3. Liga: Idylle gesucht! Das bedrohte Glück

Ort: Parc des Princes, Paris, Frankreich – Kurz vor Anpfiff: Der Stadionsprecher ruft, er brüllt förmlich in sein Mikrofon: „La Tribune Auteuil – faites du bruit!!!“ Was soviel heißt wie: „Auteuil-Tribüne – macht mal Lärm!“ Und die Zuschauer gehorchen und rufen und schreien. Diesen Ablauf wiederholt der Stadionsprecher dann noch dreimal, für alle anderen Tribünen. Ich sitze auf der Gegengeraden, nippe an meiner Coke-Zero aus der 0.5L PET-Flasche und beiße in meinen Fertig-Hot-Dog während der deutsche Fußballfan in mir schreit: „Ich will wieder nach Hause!“.

Ein Fußballstadion ist kein Jahrmarkt

Mithilfe des europäischen Austauschprogramms ERASMUS für ein Jahr als Gaststudent in der Stadt der Liebe, komme ich natürlich nicht ohne meinen Lieblingssport aus. Als örtlicher Erstligist bietet sich Paris St. Germain für einen Besuch an. Jener Club, der nach der Übernahme durch einen katarschen Investor als legitimer Nachfolger von Manchester City in der Rolle des neureichen Emporkömmlings im europäischen Fußball gesehen werden kann. Das Vorprogramm fügt sich ganz in dieses eher negative Bild hinein. Man kommt sich eher wie auf einem Jahrmarkt vor, als im Fußballstadion. Und der Stadionsprecher wäre in der Berufsgruppe der Animateure sicherlich besser aufgehoben.

Zwei Welten prallen aufeinander

Natürlich, auch in unseren (Bundesliga-) Stadien gibt es stetig mehr solcher Phänomene zu beobachten, doch ist der typische deutsche Fußballfan diesem Eventcharakter von Haus aus eher skeptisch eingestellt. Vor allem derjenige, an dem der Kelch der Modernisierung bisher weitestgehend vorbei gegangen ist. Ich komme aus Darmstadt und bin Fan der Männer mit der Lilie auf der Brust: Der SV Darmstadt 98 kämpft zurzeit um den Klassenerhalt in der dritten Liga. Diese dritte Liga ist oftmals ein Ort, wo zwei Welten aufeinanderprallen: Die Moderne, verkörpert durch strenge Auflagen des Fußballverbandes und die Vergangenheit in Form von Selbstbild und Gewohnheiten der Fans sowie, zumindest bei manchen Vereinen, der Rahmenbedingungen:

Ein Ort der Vergänglichkeit

Durch den vorangetriebenen Modernisierungsprozess ist die dritte Liga somit ein Ort der Vergänglichkeit beziehungsweise der Vergangenheit, denn es existiert bei einigen Clubs, bedingt durch die Stadien und der im Verhältnis gesehen weniger vorangeschrittenen Kommerzialisierung, noch eine gewisse Freiheit: Im alt-ehrwürdigen Darmstädter Stadion am Böllenfalltor, an dem außer dem Einbau hellerer Glühbirnen in die Flutlichtanlage, seit dem Anfang der 80er Jahre nichts mehr größeres geändert wurde, kann man sich noch seine Bratwurst mit Bargeld kaufen und dazu das ein oder andere (alkoholhaltige) Bier trinken. Auch kann man sich in diesem Relikt vergangener Zeit auf den Stehplätzen fast komplett frei bewegen, lediglich der Gästebereich ist sinnigerweise abgesperrt.

* Einträge *
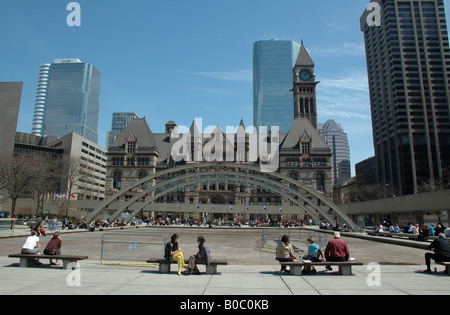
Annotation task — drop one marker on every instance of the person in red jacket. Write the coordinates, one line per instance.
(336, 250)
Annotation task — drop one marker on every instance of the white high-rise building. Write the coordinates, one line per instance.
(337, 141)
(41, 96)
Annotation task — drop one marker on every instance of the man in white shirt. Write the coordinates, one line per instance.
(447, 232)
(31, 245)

---

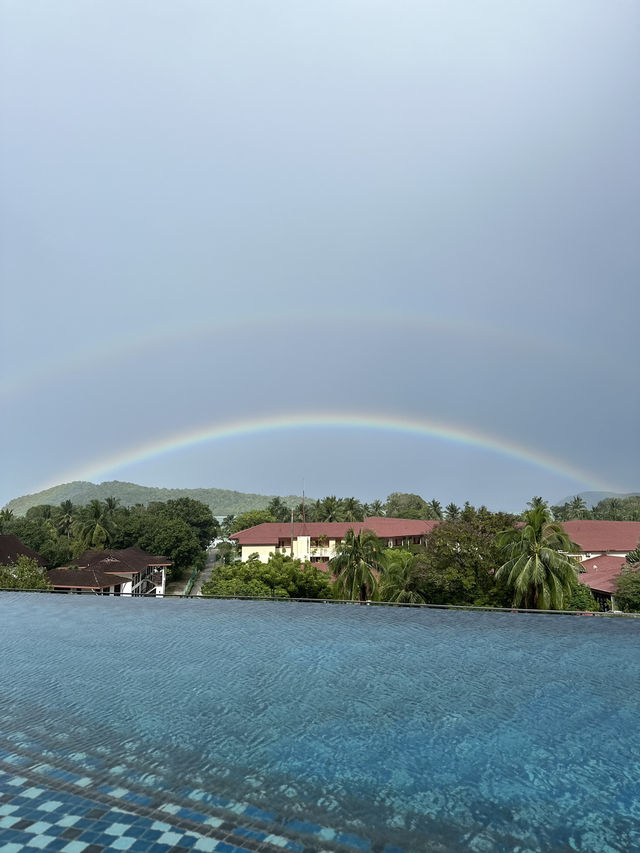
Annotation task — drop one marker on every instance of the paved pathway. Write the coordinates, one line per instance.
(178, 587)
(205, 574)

---

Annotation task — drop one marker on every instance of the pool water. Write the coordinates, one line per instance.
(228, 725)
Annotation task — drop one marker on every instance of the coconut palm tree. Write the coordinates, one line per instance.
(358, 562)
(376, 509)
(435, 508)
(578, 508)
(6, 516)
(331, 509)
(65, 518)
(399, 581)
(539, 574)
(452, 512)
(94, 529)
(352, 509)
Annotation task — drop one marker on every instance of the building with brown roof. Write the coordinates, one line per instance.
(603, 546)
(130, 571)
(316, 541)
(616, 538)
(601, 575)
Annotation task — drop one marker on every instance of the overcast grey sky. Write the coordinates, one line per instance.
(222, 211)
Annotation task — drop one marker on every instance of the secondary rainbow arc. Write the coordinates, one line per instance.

* Aufgaben *
A. Fassen Sie im Text über die dritte Liga den Absatz, der mit „Durch den vorangetriebenen Modernisierungsprozess“ beginnt, in Stichpunkten zusammen. Die wesentlichen Fakten sollen erhalten bleiben.
B. Setzen Sie den Text über die dritte Liga nach dem Satz über den abgesperrten Gästebereich fort.

* Lösungen *
A.
- Durch die fortschreitende Modernisierung ist die dritte Liga ein Ort der Vergänglichkeit bzw. der Vergangenheit.
- Bei einigen Clubs gibt es noch eine gewisse Freiheit. Das liegt an den Stadien und an der vergleichsweise weniger fortgeschrittenen Kommerzialisierung.
- Im Darmstädter Stadion am Böllenfalltor wurde seit Anfang der 80er Jahre nichts Größeres verändert, abgesehen von helleren Glühbirnen in der Flutlichtanlage.
- Dort kann man die Bratwurst noch mit Bargeld kaufen und dazu (alkoholhaltiges) Bier trinken.
- Auf den Stehplätzen bewegt man sich fast völlig frei. Nur der Gästebereich ist abgesperrt.

B.
Tradition in der 3. Liga

Außerdem gibt es noch Bäume auf dem Stadiongelände und die Hockeyspieler des benachbarten Vereins können durch den Maschendrahtzaun kostenlos die Spiele verfolgen, sofern sich nicht überdurchschnittlich viele Zuschauer im weiten Rund aufhalten.  Als weiteres Beispiel für solche, in der heutigen Zeit fast unwirklich wirkende Zustände findet sich noch Regensburg, wo man von den benachbarten Wohnhäusern, freilich ab einer gewissen Höhe, problemlos die Spiele des Jahn gucken kann. Auch das Niederrheinstadion in Oberhausen, das Erfurter Steigerwaldstadion oder das Preußenstadion in Münster haben beispielsweise noch mehr Stehplätze als Sitzplätze verzeichnet und es gibt noch keine Langnese-Familienblöcke.

Den alten Geist wahren

Gleiches gilt für den Saarbrücker Ludwigspark, bei dem das Unkraut die Stufen der steilen Stehränge im Laufe der Zeit vereinnahmt hat und somit ebenfalls diesen ganz eigenen Charme ausstrahlt. Doch werden die eben beschriebenen Verhältnisse immer mehr von den modernen, von völliger Kontrolle geprägten Strukturen verdrängt, auch in der dritten Liga: In der Chemnitzer Gellertstraße wird bald ein neues Zuhause für die Himmelblauen realisiert, ohne den Stromverteiler aus Zeiten der Reichspost und auch ohne die Sitzschalen der Haupttribüne, die aus ausrangierten Straßenbahnen stammen. Auch müssen die OFC-Fans um ihre zwei alten Flutlichtmasten kämpfen, die keine andere Aufgabe mehr hätten, als den alten Geist vom Offenbacher Bieberer Berg zu bewahren – Für das Licht sorgen nun andere, modernere Lampen über den Tribünen.

VIP-Lounges mit eigener Weinkarte ?

Die Kritik von vielen Fans geht in die Richtung, dass der Geist der Freiheit und des Individualismus aus vergangener Zeit gegen Überwachungskameras, Absperrzäune und finanzielle Machbarkeit eingetauscht wird. Die Vorgaben werden vom DFB zur Voraussetzung für die Lizenzvergabe gemacht – in den meisten alten Stadien darf nur mit Ausnahmegenehmigungen gespielt werden, wie aktuell in Chemnitz. Früher oder später werden also auch die letzten Bastionen der früheren Tage verschwunden sein und das muss natürlich nicht nur schlecht sein: Rasenheizungen machen Spielabsagen aufgrund gefrorenen Rasens vergessen, VIP-Lounges mit eigener Weinkarte sprechen finanzkräftige Sponsoren eher an, als die Aussicht auf ein VIP-Zelt mit Bierbänken und Currywurst und nicht zuletzt ist ein Dach über dem Kopf ein nicht zu unterschätzendes Argument gegen die Witterung.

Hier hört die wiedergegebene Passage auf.